=== Begin Enclosure ===

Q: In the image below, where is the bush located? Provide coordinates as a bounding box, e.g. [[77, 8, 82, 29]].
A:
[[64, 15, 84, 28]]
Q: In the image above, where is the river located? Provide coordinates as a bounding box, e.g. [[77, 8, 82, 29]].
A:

=== End Enclosure ===

* [Action item]
Would you transcribe the entries above exactly as they appear?

* [Answer space]
Q: In the image below, where is the bush located? Provide coordinates as a bounding box, e.g. [[77, 8, 82, 29]].
A:
[[64, 15, 84, 28]]
Q: In the image above, where is the river located? Provide coordinates as a bounding box, e.g. [[77, 8, 82, 29]].
A:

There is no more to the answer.